## Task material
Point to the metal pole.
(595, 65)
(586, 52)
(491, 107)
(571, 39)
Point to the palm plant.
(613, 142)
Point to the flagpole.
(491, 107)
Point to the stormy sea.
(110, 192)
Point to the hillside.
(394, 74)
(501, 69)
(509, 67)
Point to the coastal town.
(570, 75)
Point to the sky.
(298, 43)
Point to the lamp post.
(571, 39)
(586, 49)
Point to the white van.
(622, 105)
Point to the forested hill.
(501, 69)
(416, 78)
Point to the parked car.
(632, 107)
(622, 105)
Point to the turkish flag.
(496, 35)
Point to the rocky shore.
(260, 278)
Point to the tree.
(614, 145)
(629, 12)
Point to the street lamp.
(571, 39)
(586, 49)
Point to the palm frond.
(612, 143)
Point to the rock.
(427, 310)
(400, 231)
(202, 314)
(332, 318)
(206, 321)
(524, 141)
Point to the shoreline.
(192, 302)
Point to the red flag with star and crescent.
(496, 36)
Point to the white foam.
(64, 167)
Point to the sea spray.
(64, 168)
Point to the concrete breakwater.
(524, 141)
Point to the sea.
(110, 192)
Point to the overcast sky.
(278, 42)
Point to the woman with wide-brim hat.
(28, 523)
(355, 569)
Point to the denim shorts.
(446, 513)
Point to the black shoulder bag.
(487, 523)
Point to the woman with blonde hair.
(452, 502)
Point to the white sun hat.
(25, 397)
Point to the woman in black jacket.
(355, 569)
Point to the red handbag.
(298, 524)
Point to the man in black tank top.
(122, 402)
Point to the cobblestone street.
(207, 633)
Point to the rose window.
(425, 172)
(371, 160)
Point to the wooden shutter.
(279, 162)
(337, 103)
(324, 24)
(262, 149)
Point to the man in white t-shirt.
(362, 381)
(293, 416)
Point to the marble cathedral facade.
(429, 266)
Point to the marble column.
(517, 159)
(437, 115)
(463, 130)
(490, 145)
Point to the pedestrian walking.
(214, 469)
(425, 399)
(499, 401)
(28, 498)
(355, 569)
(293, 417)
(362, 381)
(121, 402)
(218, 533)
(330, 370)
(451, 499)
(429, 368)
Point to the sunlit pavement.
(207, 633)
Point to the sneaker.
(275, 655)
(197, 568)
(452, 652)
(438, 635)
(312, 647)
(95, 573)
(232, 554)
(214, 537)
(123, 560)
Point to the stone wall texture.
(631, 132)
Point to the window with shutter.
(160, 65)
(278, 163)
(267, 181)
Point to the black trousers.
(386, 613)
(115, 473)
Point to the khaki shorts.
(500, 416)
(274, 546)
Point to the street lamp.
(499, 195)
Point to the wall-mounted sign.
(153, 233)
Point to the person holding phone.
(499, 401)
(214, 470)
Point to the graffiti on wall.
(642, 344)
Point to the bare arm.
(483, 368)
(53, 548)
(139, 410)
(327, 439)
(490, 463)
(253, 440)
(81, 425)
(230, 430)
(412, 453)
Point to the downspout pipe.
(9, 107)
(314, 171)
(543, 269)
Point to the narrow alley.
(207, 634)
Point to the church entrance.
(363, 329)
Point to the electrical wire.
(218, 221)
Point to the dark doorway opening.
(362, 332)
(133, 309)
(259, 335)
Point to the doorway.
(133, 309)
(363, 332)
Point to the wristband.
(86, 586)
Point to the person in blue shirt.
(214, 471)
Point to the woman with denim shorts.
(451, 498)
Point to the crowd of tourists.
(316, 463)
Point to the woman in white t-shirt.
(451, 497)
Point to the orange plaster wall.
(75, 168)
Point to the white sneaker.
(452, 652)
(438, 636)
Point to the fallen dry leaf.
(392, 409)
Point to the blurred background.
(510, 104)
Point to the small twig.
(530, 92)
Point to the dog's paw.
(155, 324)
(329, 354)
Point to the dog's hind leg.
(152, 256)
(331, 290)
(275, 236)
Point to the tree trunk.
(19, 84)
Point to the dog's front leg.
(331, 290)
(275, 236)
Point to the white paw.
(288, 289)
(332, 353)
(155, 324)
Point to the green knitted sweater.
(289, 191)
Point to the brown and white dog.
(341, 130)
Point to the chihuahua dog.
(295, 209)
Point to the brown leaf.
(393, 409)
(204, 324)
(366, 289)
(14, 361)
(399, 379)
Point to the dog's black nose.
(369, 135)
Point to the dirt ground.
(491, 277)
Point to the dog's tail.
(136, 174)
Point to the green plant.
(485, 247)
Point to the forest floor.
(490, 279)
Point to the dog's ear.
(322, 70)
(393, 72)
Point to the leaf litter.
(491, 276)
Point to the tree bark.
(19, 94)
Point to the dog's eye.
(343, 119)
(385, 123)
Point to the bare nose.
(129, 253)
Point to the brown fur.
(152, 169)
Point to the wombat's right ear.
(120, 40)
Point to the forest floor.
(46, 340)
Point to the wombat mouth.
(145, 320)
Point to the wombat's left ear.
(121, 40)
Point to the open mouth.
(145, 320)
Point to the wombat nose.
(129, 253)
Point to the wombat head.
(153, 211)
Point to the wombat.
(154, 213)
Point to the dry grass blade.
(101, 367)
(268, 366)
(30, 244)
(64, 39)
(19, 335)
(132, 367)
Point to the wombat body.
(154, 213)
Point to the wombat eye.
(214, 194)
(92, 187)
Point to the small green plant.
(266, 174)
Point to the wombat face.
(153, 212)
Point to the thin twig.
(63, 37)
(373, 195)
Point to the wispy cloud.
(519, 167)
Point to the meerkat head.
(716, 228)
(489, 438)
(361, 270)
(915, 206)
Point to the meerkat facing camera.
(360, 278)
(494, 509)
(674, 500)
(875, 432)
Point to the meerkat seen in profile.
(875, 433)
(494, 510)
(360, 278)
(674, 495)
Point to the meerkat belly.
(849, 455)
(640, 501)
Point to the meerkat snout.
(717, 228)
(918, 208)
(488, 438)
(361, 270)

## Exercise requirements
Repeat every one of the records above, word for word and in the same order.

## Solution to this exercise
Point to the metal pole.
(595, 65)
(586, 52)
(491, 107)
(571, 39)
Point to the palm plant.
(613, 142)
Point to the flagpole.
(491, 107)
Point to the stormy sea.
(110, 192)
Point to the hillside.
(394, 74)
(501, 69)
(509, 67)
Point to the coastal town.
(570, 75)
Point to the sky.
(298, 43)
Point to the lamp post.
(571, 39)
(586, 49)
Point to the white van.
(622, 105)
Point to the forested hill.
(501, 69)
(416, 78)
Point to the parked car.
(632, 107)
(622, 105)
Point to the turkish flag.
(496, 35)
Point to the rocky shore.
(260, 278)
Point to the tree.
(614, 145)
(629, 12)
Point to the street lamp.
(571, 39)
(586, 49)
Point to the palm frond.
(612, 143)
Point to the rock.
(427, 310)
(400, 231)
(202, 314)
(332, 318)
(206, 321)
(524, 141)
Point to the shoreline.
(192, 302)
Point to the red flag with star and crescent.
(496, 36)
Point to the white foam.
(64, 167)
Point to the sea spray.
(64, 168)
Point to the concrete breakwater.
(524, 141)
Point to the sea.
(110, 192)
Point to the overcast sky.
(278, 42)
Point to the woman with wide-brim hat.
(28, 523)
(355, 569)
Point to the denim shorts.
(446, 513)
Point to the black shoulder bag.
(487, 523)
Point to the woman with blonde hair.
(452, 502)
Point to the white sun hat.
(25, 397)
Point to the woman in black jacket.
(355, 569)
Point to the red handbag.
(298, 524)
Point to the man in black tank top.
(122, 402)
Point to the cobblestone street.
(207, 633)
Point to the rose window.
(425, 172)
(371, 160)
Point to the wooden shutter.
(279, 162)
(337, 103)
(324, 24)
(262, 149)
Point to the man in white t-shirt.
(362, 381)
(293, 416)
Point to the marble cathedral facade.
(429, 266)
Point to the marble column.
(517, 159)
(437, 115)
(463, 130)
(490, 145)
Point to the pedestrian walking.
(214, 469)
(425, 399)
(499, 401)
(28, 498)
(355, 569)
(293, 417)
(362, 381)
(121, 402)
(218, 533)
(330, 370)
(451, 499)
(429, 368)
Point to the sunlit pavement.
(207, 633)
Point to the sneaker.
(275, 655)
(197, 568)
(452, 652)
(438, 635)
(312, 647)
(95, 573)
(232, 554)
(214, 537)
(123, 560)
Point to the stone wall texture.
(631, 132)
Point to the window with shutter.
(160, 65)
(278, 163)
(267, 181)
Point to the black trousers.
(386, 613)
(115, 473)
Point to the khaki shorts.
(500, 416)
(274, 546)
Point to the street lamp.
(499, 195)
Point to the wall-mounted sign.
(153, 233)
Point to the person holding phone.
(499, 401)
(214, 470)
Point to the graffiti on wall.
(642, 344)
Point to the bare arm.
(483, 368)
(53, 548)
(139, 410)
(327, 439)
(490, 463)
(253, 440)
(81, 425)
(230, 430)
(412, 453)
Point to the downspout pipe.
(9, 107)
(314, 171)
(543, 269)
Point to the narrow alley.
(207, 634)
Point to the church entrance.
(363, 329)
Point to the electrical wire.
(218, 221)
Point to the dark doorway opening.
(362, 332)
(133, 309)
(259, 335)
Point to the doorway.
(133, 309)
(363, 332)
Point to the wristband.
(86, 586)
Point to the person in blue shirt.
(214, 471)
Point to the woman with denim shorts.
(451, 498)
Point to the crowd of tourists.
(316, 463)
Point to the woman in white t-shirt.
(451, 497)
Point to the orange plaster wall.
(75, 168)
Point to the white sneaker.
(452, 652)
(438, 636)
Point to the fallen dry leaf.
(392, 409)
Point to the blurred background.
(510, 104)
Point to the small twig.
(530, 92)
Point to the dog's paw.
(155, 324)
(329, 354)
Point to the dog's hind leg.
(152, 256)
(331, 290)
(275, 236)
Point to the tree trunk.
(19, 84)
Point to the dog's front leg.
(331, 290)
(275, 236)
Point to the white paw.
(288, 289)
(332, 353)
(155, 324)
Point to the green knitted sweater.
(289, 191)
Point to the brown and white dog.
(341, 130)
Point to the chihuahua dog.
(295, 209)
Point to the brown leaf.
(393, 409)
(204, 324)
(366, 289)
(14, 361)
(399, 379)
Point to the dog's black nose.
(369, 135)
Point to the dirt ground.
(491, 277)
Point to the dog's tail.
(136, 174)
Point to the green plant.
(485, 247)
Point to the forest floor.
(490, 279)
Point to the dog's ear.
(322, 70)
(393, 72)
Point to the leaf litter.
(491, 276)
Point to the tree bark.
(19, 94)
Point to the dog's eye.
(343, 119)
(385, 123)
Point to the bare nose.
(129, 253)
Point to the brown fur.
(152, 169)
Point to the wombat's right ear.
(120, 40)
Point to the forest floor.
(46, 340)
Point to the wombat mouth.
(145, 320)
Point to the wombat's left ear.
(121, 40)
Point to the open mouth.
(145, 320)
Point to the wombat nose.
(129, 253)
Point to the wombat head.
(153, 211)
Point to the wombat.
(154, 213)
Point to the dry grass blade.
(101, 367)
(268, 366)
(30, 244)
(64, 39)
(19, 335)
(132, 367)
Point to the wombat body.
(154, 213)
Point to the wombat eye.
(214, 194)
(92, 187)
Point to the small green plant.
(266, 174)
Point to the wombat face.
(153, 212)
Point to the thin twig.
(63, 37)
(373, 195)
Point to the wispy cloud.
(519, 167)
Point to the meerkat head.
(716, 228)
(489, 438)
(361, 270)
(915, 206)
Point to the meerkat facing camera.
(360, 278)
(494, 509)
(674, 500)
(875, 432)
Point to the meerkat seen in profile.
(875, 433)
(494, 510)
(360, 278)
(674, 495)
Point to the meerkat belly.
(849, 455)
(640, 501)
Point to the meerkat snout.
(717, 228)
(918, 208)
(488, 438)
(361, 270)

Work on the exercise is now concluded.